• _Exercise instructions_: Locate "Place one dot per instance of the person crouching" in the data below, then output the line it is on and all following lines through the last, word for word. Skip any pictures.

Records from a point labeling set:
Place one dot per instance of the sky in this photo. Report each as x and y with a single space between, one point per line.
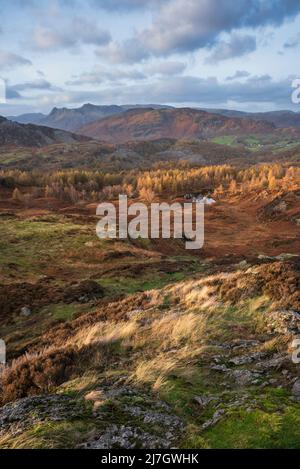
236 54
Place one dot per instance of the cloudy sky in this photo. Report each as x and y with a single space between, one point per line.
239 54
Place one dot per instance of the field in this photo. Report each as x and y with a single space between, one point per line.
141 343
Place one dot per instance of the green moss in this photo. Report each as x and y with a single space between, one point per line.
257 429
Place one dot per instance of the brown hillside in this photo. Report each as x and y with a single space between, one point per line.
185 123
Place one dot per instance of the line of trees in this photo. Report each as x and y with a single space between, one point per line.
77 185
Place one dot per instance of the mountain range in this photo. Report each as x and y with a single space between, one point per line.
30 135
118 124
183 123
74 119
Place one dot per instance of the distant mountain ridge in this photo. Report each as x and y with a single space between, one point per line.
73 119
178 123
30 135
281 119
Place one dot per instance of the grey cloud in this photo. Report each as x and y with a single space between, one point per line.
12 94
237 46
80 31
187 25
188 89
9 60
292 43
238 74
102 75
34 85
169 68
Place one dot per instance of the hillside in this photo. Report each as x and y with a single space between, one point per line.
73 119
135 344
184 123
29 135
281 119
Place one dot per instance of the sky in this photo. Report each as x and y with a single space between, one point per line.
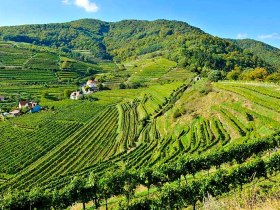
255 19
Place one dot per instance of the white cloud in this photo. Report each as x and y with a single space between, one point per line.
269 36
242 36
87 5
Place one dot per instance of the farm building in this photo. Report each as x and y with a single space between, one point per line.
35 109
26 104
90 87
15 113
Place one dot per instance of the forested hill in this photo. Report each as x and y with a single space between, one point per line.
268 53
175 40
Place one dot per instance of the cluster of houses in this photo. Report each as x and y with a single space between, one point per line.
90 87
33 107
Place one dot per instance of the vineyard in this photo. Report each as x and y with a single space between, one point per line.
136 115
166 133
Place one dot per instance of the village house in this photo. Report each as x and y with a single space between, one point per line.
197 78
26 104
35 109
90 87
2 98
75 95
15 113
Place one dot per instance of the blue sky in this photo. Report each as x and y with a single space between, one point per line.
256 19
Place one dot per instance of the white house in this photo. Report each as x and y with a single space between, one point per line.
15 113
75 95
25 104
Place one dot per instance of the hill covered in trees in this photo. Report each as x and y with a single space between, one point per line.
266 52
174 134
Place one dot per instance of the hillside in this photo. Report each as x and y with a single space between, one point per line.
175 40
268 53
165 130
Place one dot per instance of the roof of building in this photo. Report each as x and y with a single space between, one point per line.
15 112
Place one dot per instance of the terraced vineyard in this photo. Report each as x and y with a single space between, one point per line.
160 132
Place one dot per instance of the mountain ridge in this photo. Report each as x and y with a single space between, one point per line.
176 40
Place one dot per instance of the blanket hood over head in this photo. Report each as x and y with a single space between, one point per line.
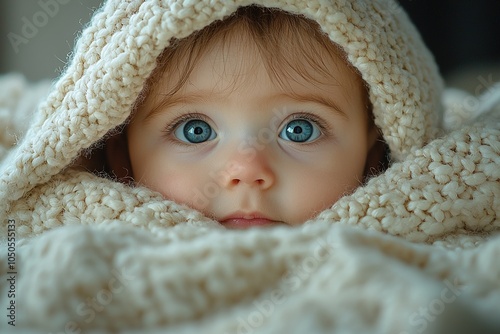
443 188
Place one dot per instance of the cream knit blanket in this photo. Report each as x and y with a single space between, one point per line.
413 251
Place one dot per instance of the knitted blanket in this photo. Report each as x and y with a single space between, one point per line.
414 250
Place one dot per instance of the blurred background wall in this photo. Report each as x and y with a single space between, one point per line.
37 35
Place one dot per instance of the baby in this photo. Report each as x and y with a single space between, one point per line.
256 120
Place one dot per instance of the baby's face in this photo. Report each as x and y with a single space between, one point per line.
246 151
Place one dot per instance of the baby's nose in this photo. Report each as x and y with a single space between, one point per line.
252 171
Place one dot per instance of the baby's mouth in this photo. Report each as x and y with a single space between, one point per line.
242 220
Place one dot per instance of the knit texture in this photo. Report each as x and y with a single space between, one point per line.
100 256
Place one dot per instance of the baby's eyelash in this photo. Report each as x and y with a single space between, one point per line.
324 127
170 128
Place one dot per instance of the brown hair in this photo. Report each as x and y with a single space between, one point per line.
277 34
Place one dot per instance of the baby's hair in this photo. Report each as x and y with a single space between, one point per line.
288 44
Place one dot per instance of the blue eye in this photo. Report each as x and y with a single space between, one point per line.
299 131
194 131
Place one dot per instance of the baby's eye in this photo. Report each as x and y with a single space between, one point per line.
300 130
194 131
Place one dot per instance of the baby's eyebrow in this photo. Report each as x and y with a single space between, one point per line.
168 101
199 98
320 99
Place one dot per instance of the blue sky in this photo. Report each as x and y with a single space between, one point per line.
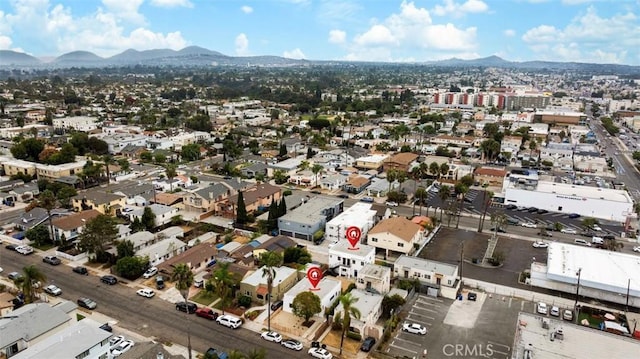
599 31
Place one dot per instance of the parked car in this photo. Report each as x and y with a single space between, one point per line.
271 336
368 344
53 260
207 313
187 307
109 279
146 292
87 303
81 270
414 328
150 272
320 353
292 344
53 290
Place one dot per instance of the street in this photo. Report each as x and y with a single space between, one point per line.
153 318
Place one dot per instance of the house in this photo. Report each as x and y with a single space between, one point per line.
304 221
396 234
403 161
370 307
374 278
103 202
346 261
29 325
489 176
439 278
69 227
333 182
328 290
255 284
83 339
356 184
359 215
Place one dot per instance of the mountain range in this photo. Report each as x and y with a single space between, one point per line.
198 56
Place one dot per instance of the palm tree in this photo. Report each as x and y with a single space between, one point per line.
31 275
270 260
223 283
444 193
183 277
347 300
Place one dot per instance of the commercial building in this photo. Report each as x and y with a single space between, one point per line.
604 275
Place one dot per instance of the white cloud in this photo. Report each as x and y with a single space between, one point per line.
409 30
450 7
172 3
337 37
294 54
242 45
586 38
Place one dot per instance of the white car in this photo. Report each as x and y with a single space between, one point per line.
414 328
292 344
53 290
320 353
24 250
114 341
122 348
271 337
542 308
146 292
150 272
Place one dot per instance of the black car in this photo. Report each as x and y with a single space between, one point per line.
186 307
368 344
81 270
109 279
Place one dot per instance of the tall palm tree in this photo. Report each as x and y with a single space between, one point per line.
223 283
270 260
183 277
30 276
347 300
444 193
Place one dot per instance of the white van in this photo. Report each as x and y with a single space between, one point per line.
229 321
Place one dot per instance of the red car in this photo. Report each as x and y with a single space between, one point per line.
208 313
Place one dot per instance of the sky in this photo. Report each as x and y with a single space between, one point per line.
594 31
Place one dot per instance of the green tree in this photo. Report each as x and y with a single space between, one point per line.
306 304
347 300
148 219
270 261
97 233
241 210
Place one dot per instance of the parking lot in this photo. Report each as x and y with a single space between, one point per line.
484 328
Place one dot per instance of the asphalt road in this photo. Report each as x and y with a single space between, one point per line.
149 317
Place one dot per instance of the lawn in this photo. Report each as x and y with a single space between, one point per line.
204 298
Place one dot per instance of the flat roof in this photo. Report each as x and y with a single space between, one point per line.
577 343
599 269
567 189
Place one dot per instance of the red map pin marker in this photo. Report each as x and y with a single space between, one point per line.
314 275
353 236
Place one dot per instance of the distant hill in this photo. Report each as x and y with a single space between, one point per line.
198 56
9 58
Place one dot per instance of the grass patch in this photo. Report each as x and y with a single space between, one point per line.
204 298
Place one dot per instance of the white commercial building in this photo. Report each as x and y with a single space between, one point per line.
328 290
359 215
602 203
604 275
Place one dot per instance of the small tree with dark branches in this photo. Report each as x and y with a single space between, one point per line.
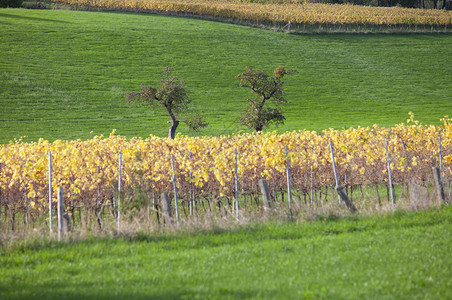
265 89
173 97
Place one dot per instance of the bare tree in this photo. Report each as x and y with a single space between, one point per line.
173 97
265 89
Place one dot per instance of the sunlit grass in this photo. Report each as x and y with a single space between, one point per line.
64 74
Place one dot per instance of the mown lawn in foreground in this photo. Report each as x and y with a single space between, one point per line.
64 74
400 256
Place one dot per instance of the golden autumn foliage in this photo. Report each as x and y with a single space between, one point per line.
88 170
307 13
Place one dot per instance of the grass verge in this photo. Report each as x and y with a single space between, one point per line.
404 255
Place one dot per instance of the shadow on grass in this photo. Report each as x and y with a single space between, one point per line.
3 15
132 289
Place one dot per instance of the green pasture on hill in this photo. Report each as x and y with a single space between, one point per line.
401 256
64 74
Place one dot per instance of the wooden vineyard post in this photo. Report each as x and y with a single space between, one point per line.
191 187
119 190
439 185
166 206
60 209
342 195
289 191
335 171
1 197
63 218
265 195
389 174
50 192
440 157
175 189
236 186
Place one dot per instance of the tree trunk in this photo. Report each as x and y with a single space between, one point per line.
172 130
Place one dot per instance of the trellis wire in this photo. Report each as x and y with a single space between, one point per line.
175 189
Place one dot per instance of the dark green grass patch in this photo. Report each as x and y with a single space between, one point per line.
401 256
64 74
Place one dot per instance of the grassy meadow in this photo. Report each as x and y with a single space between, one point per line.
63 74
399 256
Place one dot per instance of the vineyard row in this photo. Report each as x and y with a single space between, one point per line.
205 167
323 15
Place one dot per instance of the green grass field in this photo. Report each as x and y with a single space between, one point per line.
400 256
64 74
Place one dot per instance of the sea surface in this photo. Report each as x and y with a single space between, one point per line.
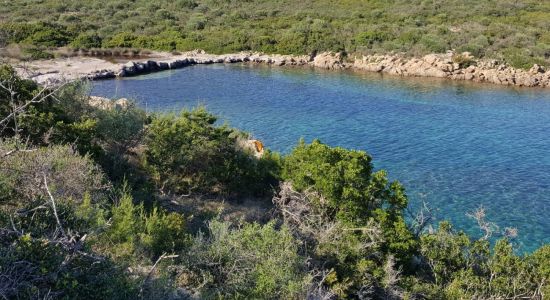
455 145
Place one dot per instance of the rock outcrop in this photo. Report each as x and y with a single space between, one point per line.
108 104
445 66
450 65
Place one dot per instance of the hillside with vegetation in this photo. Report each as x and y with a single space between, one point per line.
514 31
90 212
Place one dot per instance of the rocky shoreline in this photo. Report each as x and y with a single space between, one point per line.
450 65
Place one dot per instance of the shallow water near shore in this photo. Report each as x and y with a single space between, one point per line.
455 145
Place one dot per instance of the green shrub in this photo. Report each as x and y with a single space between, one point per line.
120 40
251 262
189 153
134 232
345 179
86 41
69 175
31 268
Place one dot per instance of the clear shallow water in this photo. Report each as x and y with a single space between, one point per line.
456 145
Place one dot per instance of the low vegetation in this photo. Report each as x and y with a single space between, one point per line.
88 212
511 30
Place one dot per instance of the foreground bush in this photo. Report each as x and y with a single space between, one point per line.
190 153
25 172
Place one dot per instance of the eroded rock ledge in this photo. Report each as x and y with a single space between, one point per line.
433 65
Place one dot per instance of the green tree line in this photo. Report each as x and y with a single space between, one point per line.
514 31
83 214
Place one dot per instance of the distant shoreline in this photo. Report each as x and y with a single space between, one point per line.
450 66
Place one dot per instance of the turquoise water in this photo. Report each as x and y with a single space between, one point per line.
455 145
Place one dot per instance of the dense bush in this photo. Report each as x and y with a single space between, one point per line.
136 233
190 153
251 262
337 227
493 29
69 175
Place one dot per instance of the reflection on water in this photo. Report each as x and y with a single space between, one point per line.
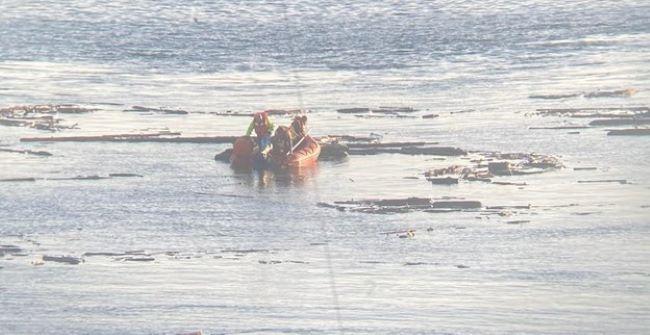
282 178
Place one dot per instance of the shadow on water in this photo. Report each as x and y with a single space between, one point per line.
282 178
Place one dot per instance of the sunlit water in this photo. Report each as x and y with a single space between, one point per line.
571 269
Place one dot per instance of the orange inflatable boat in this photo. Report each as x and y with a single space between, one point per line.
306 154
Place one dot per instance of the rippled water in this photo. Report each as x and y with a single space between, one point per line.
578 265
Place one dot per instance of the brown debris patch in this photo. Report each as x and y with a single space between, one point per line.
630 132
40 117
27 152
390 206
63 259
603 112
164 137
29 179
162 110
620 122
409 150
498 164
355 110
628 92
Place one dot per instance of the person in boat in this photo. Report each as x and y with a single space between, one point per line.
298 127
263 127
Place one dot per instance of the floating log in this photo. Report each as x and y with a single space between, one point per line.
389 144
353 110
352 138
620 122
630 132
17 179
555 96
124 175
393 110
578 110
443 181
433 151
231 114
333 151
156 110
63 259
25 151
457 204
620 181
558 127
135 138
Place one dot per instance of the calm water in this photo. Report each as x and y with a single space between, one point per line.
244 253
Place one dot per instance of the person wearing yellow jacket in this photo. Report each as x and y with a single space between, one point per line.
263 127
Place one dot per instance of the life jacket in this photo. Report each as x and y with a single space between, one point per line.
262 128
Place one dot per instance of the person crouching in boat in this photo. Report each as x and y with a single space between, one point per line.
263 129
298 127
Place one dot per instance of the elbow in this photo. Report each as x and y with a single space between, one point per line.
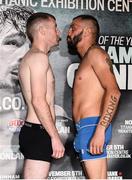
117 93
37 102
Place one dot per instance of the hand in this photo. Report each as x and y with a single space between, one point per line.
97 141
58 148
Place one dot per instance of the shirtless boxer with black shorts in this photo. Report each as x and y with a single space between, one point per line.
39 140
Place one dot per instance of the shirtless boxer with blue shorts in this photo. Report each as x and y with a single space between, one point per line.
95 96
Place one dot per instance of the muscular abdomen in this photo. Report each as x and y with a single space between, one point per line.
87 95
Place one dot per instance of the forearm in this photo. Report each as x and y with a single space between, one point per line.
52 110
43 112
111 101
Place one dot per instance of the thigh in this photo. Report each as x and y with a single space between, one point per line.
34 169
95 169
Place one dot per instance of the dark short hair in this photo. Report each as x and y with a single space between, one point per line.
33 19
93 20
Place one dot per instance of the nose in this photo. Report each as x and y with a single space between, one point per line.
58 32
69 32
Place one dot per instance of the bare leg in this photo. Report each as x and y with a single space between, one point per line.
34 169
95 169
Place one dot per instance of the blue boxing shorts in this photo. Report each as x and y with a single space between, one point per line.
85 131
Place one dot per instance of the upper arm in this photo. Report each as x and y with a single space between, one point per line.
38 76
102 66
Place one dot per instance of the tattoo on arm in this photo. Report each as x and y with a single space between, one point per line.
109 62
109 112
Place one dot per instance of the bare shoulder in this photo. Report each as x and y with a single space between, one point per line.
96 52
99 57
35 59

• _The response_:
Place one dot per instance of the person crouching in boat in this photo. Report each as x and y with a single space between, one point per line.
263 129
298 127
Place one dot per instance of the elbow in this photo. Report each as x and y with a single space between, one point per line.
117 93
37 102
Place one dot per instance of the hand in this photo. Report each as x and y with a single space between, one point per line.
97 141
58 148
Place one dot per instance of the shirtless boxer with black shorts in this photo. Report each as x and y with a single space between, one point per line.
39 140
Place one dot per instance of the shirtless boxer with blue shorts in this photo. Report each as x and y with a single space between, one point per line.
95 96
Place one dot per instance of the muscular abdomen in this photo. Report each as x and y with a single space between, one point per line.
87 95
Place one dot per instance of the forearm in this photo. Report each as x and y with a single space between, one point per line.
52 110
43 112
111 101
Place one dot per instance of the thigh in this photo. Report each as x and y with a single space between, one point per line.
34 169
95 169
Place one dot per instance of the dark short hair in this photo. Report each as x and y with a single space between, one point per line.
33 19
93 20
Place one dot per instance of the nose in this photo. Report each as x and y with a single space between, one point per line.
58 32
69 32
Place one dot per instance of the bare leg in this photo. Report each as x and y with a single space between, one point per line.
34 169
95 169
Place one dot per instance of the blue boxing shorts in this photo. Report each as x and y with a single space between, one point per line.
85 131
Place one dot per instance of the upper arm in this photo. Report each as x and y with a single space between, one point per line.
38 76
102 66
Place one dot per instance of the tattoo on arm in this photo. Report each as x and y with a single space between, one point per line.
109 62
109 112
Place one dot per instance of the bare shoulder in this photo. Report each as x and y with a single space between, one point per line.
96 52
99 57
35 59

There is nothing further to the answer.